==== Texte ====

Pour autant, au fond, les deux tribunaux administratifs annulèrent les décisions attaquées, le tribunal administratif de Caen par un jugement du 16 juillet 2019[50], le tribunal administratif de Lille par un jugement du 20 juin 2019[51], les deux pour erreur manifeste d’appréiaion et avec injonction de réexamen du dossier dans le sens de la décision.
La QPC pourrait donc être regardé comme une sorte de nouveau « moyen » à l’appui du recours pour excès de pouvoir, mais d’un genre particulier, relevant de l’implicite : une « bonne » QPC même si elle n’est pas transmise (affaire Handicap Afrique et affaire S…) ou même si transmise au Conseil d’Etat elle ne l’est pas au Conseil constitutionnel (affaire F…) peut avoir conduit le juge à annuler sur le fondement général de l’erreur manifeste d’appréciation.
Cela n’est pas nouveau et nous avons toujours pensé que le détournement de pouvoir, très rarement retenu de façon manifeste par le juge justifiait, quand il était constitué, l’annulation sur un autre moyen, dans une sorte de fonction latente[52].
3.3 La QPC dans la défense des collectivités locales
La QPC a souvent était utilisée par les collectivités contre l’Etat législateur.
Elle est souvent non transmise, dans une interprétation bienveillante du juge administratif du principe constitutionnel d’égalité devant la loi ou la Justice[53]
Elle peut l’être, en cas d’atteinte au principe de non rétroactivité de la loi de finances ou aux articles 2 et 17 de la Déclaration des droits de l’homme. Ce fut le cas des nombreuses QPC « TASCOM , à l’encontre des dispositions de l’article 133 de la loi n°2016-1918 du 29 décembre 2016 selon lesquelles : « sous réserve des décisions de justice passées en force de chose jugée, sont validés les arrêtés préfectoraux pris au titre des exercices 2012, 2013 et 2014 constatant le prélèvement opéré sur le montant de la compensation prévue au D de l'article 44 de la loi de finances pour 1999 (n° 98-1266 du 30 décembre 1998) ou de la dotation de compensation prévue à l'article L. 5211-28-1 du Code Général des Collectivités Territoriales, en tant que leur légalité serait contestée par le moyen tiré de ce qu'il aurait été fait application au-delà de 2011 des dispositions du paragraphe 1.2.4.2 de l'article 77 de la loi n° 2009-1673 du 30 décembre 2009 de finances pour 2010 et de l'article L. 2334-7 du Code Général des Collectivités Territoriales, dans leur rédaction antérieure à la loi n° 2014-1654 du 29 décembre 2014 de finances pour 2015 ».
Ainsi, comme d’autres intercommunalités en France, trois communautés d’agglomération de la région des Hauts de France enregistrèrent avec succès une QPC devant le tribunal administratif de Lille à l'encontre de ces dispositions[54], le tribunal retenant au moins un des arguments tiré de l’ambigüité de la loi de validation[55].

==== Jeu de lignes ====

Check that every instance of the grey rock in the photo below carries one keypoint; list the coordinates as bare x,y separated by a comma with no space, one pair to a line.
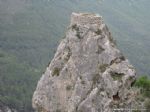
5,108
88,73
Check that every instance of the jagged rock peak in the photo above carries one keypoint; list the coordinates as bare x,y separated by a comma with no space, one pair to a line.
88,73
85,18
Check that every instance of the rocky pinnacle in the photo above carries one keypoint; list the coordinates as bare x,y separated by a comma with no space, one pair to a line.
88,73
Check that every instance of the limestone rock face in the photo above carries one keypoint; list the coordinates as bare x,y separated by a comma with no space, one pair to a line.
4,108
88,73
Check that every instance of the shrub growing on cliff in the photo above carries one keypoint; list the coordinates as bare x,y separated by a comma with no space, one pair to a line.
144,83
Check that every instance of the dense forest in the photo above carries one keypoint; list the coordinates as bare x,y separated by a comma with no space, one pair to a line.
30,31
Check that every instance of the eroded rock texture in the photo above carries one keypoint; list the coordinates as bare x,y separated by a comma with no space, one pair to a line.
88,73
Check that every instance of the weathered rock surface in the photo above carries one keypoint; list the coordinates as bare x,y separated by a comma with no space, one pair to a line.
4,108
88,72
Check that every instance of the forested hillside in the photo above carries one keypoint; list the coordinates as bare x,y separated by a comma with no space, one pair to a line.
30,31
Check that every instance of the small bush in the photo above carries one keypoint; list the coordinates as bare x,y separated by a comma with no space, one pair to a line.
98,32
56,72
116,76
103,67
68,87
144,84
147,104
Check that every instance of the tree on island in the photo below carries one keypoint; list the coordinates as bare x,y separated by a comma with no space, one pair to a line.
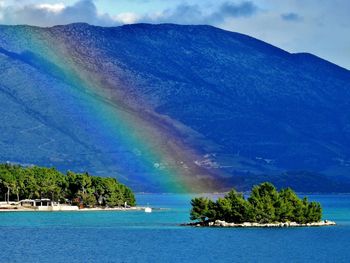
18,182
264,205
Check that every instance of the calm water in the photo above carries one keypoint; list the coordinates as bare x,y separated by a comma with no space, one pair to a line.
156,237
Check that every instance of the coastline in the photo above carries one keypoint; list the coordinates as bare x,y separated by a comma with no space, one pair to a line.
73,209
219,223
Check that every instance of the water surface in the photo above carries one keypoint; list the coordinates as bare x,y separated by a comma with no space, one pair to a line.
139,237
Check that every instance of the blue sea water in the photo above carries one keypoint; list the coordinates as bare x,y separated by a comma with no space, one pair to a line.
157,237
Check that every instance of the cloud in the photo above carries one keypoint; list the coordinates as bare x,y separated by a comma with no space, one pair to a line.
194,14
291,17
56,14
55,8
243,9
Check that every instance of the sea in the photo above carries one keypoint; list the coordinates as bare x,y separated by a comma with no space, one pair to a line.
136,236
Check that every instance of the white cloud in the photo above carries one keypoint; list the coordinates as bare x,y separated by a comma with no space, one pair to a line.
127,18
54,8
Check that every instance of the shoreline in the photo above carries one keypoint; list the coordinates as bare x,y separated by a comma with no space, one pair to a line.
74,209
219,223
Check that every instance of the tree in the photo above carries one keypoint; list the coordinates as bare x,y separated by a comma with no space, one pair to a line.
265,205
200,208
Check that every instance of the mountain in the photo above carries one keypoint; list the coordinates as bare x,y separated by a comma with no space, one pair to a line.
171,108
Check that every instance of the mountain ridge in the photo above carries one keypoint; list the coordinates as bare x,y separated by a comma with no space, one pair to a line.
210,95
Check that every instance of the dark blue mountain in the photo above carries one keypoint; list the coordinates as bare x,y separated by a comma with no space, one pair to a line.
251,112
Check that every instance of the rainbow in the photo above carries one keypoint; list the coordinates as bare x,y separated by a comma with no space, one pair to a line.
150,155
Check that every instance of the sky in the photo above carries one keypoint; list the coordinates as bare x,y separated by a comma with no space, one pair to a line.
320,27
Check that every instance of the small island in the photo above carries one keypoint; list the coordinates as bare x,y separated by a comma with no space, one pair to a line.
265,207
35,188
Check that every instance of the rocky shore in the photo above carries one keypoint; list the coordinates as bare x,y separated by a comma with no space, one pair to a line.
219,223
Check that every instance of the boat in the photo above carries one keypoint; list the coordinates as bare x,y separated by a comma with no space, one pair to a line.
148,210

====

◆ Consignes ◆
a. Répondez aux questions suivantes à partir du texte sur la QPC :
(i) À quelle date le tribunal administratif de Caen a-t-il rendu son jugement ?
(ii) Quelles dispositions les QPC « TASCOM » visaient-elles ?
(iii) Combien de communautés d'agglomération de la région des Hauts de France ont enregistré une QPC devant le tribunal administratif de Lille ?
b. Prolongez le texte sur la QPC dans la défense des collectivités locales à partir de sa dernière phrase.

◆ Corrigé ◆
a.
(i) Le 16 juillet 2019.
(ii) L'article 133 de la loi n°2016-1918 du 29 décembre 2016.
(iii) Trois.

b.
Le Conseil d’Etat ayant entre temps statué au fond[56], la question se trouva résolue.
Par ordonnance du 19 septembre 2018[57] le tribunal administratif de Lille constata à l’égard de l’intercommunalité ayant maintenu sa requête le rejet de cette dernière.
Mais l’exemple de la TASCOM, où l’enjeu financier pour l’Etat était colossal n’est peut-être pas prégnant pour infirmer la thèse de l’utilité des QPC pour les collectivités locales conter l’Etat législateur.
Il peut en effet advenir qu’indépendamment à nouveau de son rejet, la QPC renforce peut-être l’argumentation au fond.
C’est dans ces conditions que le SIVU d’assainissement des communes de Morbecque et Steenbecque (SIAMS) allait tenter de lutter contre une dissolution absorption sur fond de monopole en matière d’eau.
La loi n° 2015-991 du 7 août 2015 portant nouvelle organisation territoriale de la République (dite loi NOTRe) constitue le troisième volet de la réforme des territoires.
Sans entrer dans un débat sans fin, l’on résumera en disant qu’affaiblissant les petites entités locales (commune, petits syndicats) au profit des « grosses » intercommunalités, elle a généré de nombreux contentieux et par voie de conséquences des QPC, notamment en matière de regroupement forcé des anciennes entités locales.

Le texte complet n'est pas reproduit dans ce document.